== Text for analysis ==
◆ ◆ ◆ ◆ ◆

What I love about Owl & Cat Theatre productions is their audacity to present works that confront the complexities of human interaction and go deeper. Their latest play, Tinderbox, explores the intricacies of two people embroiled in a situation that, up close, can be difficult to decipher when flailing around in the midst of it.
Tinderbox is a new play by American playwright Allan Hayhurst and has been skilfully directed by Thomas Ian Doyle, who also did lighting, sound, and set design to great effect. Tinderbox contains elements you rarely see in a theatre production: violence, nudity, sex scenes, and coarse language—just the ingredients for an authentic look at how real life can play out in a confusing game of blame, jealousy, delusion, and control.
Tinderbox @ Owl & Cat, Richmond
Alice (Fiona Scarlett) and Cameron (Khisraw Jones-Shukoor) convincingly embody a couple who battle with their personal issues in love within their self-created arena of "Us against the world." The 'honeymoon phase' involving cute flirtation, giggles, fun, lust, and great moments in bed, fizzles out against a backdrop of insecurity and fear. Within their love bubble, they end up battling one another in a desperate attempt to feel validation for their worthiness of love. But is it love? All couples fight, but where is the line when violence features in a relationship and at what point do things turn toxic and evolve into a pattern that eventually becomes normal? Is violence ever ok?
The play cleverly ties events from the past into the story via a projected video montage on the wall, which reveals the chequered life of Alice, who has also been diagnosed with a mental condition. She determines her abusive past and subsequent condition to be the cause of her problems, but this also allows her to avoid taking responsibility for her present behaviour, thereby perpetuating a victim mentality. Cameron, less experienced in hardship, abuse, and love, finds her experiences a cause for resentment and jealousy, leading him to blame Alice for her situation and turn against her when they engage in fighting. Alice certainly plays her part in the violence, often pushing too far, but Cameron's physical power ultimately dominates.

◆ ◆ ◆ ◆ ◆

Stored items
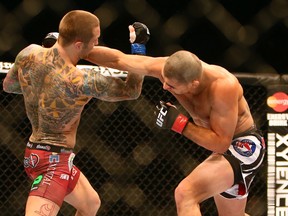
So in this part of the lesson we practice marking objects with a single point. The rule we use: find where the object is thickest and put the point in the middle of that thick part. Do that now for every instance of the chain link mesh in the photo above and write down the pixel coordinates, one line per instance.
(133, 165)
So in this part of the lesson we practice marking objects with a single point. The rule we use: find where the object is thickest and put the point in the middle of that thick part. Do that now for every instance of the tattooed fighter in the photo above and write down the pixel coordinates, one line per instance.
(55, 92)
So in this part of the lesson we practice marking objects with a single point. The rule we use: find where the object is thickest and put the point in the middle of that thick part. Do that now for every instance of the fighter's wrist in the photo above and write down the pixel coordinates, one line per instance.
(139, 49)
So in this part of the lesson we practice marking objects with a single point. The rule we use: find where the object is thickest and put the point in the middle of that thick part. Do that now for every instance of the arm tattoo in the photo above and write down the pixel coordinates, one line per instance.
(46, 209)
(111, 88)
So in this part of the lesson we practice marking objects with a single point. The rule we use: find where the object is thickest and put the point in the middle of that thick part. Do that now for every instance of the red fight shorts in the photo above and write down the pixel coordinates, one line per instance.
(52, 171)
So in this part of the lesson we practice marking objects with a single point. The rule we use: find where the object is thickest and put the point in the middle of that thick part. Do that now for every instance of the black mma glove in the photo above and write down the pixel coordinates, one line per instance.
(50, 39)
(168, 117)
(139, 36)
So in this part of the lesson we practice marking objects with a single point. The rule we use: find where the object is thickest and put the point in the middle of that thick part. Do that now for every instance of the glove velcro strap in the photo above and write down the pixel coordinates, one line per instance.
(180, 123)
(138, 49)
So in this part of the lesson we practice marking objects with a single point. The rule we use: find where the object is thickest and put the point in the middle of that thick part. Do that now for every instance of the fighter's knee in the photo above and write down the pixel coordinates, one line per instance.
(91, 205)
(179, 193)
(184, 192)
(94, 202)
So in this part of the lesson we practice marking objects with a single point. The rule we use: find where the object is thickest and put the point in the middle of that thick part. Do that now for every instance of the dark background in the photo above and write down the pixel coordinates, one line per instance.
(241, 35)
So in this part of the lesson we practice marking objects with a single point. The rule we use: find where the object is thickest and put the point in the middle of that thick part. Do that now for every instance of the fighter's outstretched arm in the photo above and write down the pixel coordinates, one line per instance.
(144, 65)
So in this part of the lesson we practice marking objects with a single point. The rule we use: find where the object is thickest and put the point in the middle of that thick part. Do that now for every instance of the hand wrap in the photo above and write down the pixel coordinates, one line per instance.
(139, 36)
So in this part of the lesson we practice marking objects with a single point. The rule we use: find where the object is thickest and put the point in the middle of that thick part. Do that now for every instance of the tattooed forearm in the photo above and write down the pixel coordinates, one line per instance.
(111, 88)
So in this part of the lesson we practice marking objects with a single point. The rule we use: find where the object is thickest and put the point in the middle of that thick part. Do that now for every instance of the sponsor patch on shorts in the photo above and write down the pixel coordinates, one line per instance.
(244, 147)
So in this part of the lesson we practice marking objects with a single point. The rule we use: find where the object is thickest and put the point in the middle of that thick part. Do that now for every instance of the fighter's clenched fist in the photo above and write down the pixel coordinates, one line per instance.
(139, 36)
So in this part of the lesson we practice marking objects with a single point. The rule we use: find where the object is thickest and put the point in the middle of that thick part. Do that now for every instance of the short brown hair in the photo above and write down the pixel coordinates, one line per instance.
(77, 25)
(183, 66)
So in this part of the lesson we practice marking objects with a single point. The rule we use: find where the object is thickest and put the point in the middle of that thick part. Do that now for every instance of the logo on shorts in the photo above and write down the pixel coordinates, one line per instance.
(31, 161)
(36, 182)
(278, 102)
(244, 147)
(43, 147)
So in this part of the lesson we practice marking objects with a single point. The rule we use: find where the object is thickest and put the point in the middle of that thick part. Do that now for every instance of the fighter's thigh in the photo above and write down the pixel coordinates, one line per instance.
(213, 176)
(228, 207)
(40, 206)
(83, 194)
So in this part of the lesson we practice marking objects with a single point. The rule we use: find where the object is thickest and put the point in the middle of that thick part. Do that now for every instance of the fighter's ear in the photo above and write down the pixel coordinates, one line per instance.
(78, 45)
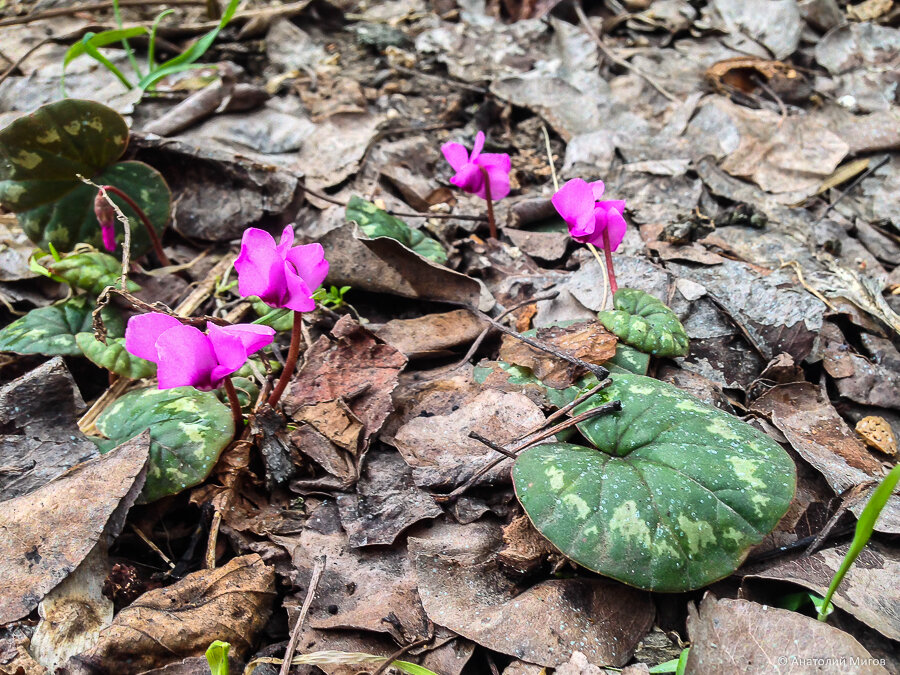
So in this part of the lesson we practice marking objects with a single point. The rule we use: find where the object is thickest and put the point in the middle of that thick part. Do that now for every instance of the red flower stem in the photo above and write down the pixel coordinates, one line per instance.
(613, 287)
(487, 191)
(151, 232)
(235, 403)
(291, 361)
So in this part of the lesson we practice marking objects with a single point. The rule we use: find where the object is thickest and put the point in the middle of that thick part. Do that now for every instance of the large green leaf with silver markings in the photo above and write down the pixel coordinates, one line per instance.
(91, 270)
(71, 219)
(51, 330)
(114, 357)
(642, 321)
(671, 498)
(42, 154)
(188, 431)
(375, 222)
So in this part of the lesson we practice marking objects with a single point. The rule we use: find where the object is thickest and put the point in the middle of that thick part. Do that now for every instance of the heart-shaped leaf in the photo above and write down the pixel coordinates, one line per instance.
(51, 330)
(114, 357)
(672, 497)
(41, 154)
(71, 220)
(92, 270)
(644, 322)
(188, 431)
(375, 222)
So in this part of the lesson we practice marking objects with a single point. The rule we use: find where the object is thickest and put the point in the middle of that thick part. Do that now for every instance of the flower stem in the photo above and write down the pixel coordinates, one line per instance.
(613, 286)
(492, 224)
(151, 232)
(235, 403)
(291, 361)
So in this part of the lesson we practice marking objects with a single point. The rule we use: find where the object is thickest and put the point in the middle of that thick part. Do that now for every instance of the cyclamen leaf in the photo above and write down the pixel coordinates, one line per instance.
(71, 219)
(671, 498)
(51, 330)
(642, 321)
(375, 222)
(42, 153)
(188, 431)
(93, 271)
(114, 357)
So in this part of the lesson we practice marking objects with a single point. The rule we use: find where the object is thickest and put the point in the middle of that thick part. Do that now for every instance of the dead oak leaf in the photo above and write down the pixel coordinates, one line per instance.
(230, 603)
(48, 532)
(729, 636)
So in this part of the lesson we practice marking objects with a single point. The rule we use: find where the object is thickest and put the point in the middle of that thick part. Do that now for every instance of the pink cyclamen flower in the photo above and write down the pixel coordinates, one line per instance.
(579, 204)
(186, 356)
(280, 274)
(469, 175)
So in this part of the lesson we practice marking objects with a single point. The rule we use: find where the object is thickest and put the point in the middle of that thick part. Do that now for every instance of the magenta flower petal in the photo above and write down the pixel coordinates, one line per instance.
(185, 358)
(310, 263)
(469, 178)
(253, 337)
(456, 155)
(572, 201)
(260, 267)
(144, 330)
(615, 227)
(479, 145)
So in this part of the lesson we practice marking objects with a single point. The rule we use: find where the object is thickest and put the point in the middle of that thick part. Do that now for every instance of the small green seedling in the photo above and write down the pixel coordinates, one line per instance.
(217, 657)
(863, 533)
(333, 298)
(91, 43)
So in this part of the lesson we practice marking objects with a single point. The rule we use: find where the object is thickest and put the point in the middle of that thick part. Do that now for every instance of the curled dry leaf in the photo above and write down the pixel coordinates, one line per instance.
(230, 603)
(48, 532)
(586, 340)
(39, 439)
(463, 589)
(866, 592)
(729, 636)
(439, 448)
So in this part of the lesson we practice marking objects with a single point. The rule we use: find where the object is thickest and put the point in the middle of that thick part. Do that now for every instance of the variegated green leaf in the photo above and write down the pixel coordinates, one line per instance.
(671, 498)
(114, 357)
(375, 222)
(51, 330)
(642, 321)
(188, 431)
(71, 219)
(93, 271)
(41, 154)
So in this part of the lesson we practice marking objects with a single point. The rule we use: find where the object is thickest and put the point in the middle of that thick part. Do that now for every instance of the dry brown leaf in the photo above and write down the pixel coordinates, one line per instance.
(439, 448)
(230, 603)
(432, 334)
(867, 592)
(586, 340)
(878, 434)
(352, 366)
(462, 588)
(737, 636)
(48, 532)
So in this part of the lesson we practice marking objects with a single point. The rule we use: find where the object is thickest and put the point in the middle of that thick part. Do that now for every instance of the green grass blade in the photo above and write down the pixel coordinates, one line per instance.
(151, 50)
(127, 47)
(95, 40)
(864, 527)
(194, 52)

◆ ◆ ◆ ◆ ◆

== Task requirements ==
Reproduce word for word the passage of the Tinderbox review between "The play cleverly" and "power ultimately dominates.", inclusive.

== Task result ==
The play cleverly ties events from the past into the story via a projected video montage on the wall, which reveals the chequered life of Alice, who has also been diagnosed with a mental condition. She determines her abusive past and subsequent condition to be the cause of her problems, but this also allows her to avoid taking responsibility for her present behaviour, thereby perpetuating a victim mentality. Cameron, less experienced in hardship, abuse, and love, finds her experiences a cause for resentment and jealousy, leading him to blame Alice for her situation and turn against her when they engage in fighting. Alice certainly plays her part in the violence, often pushing too far, but Cameron's physical power ultimately dominates.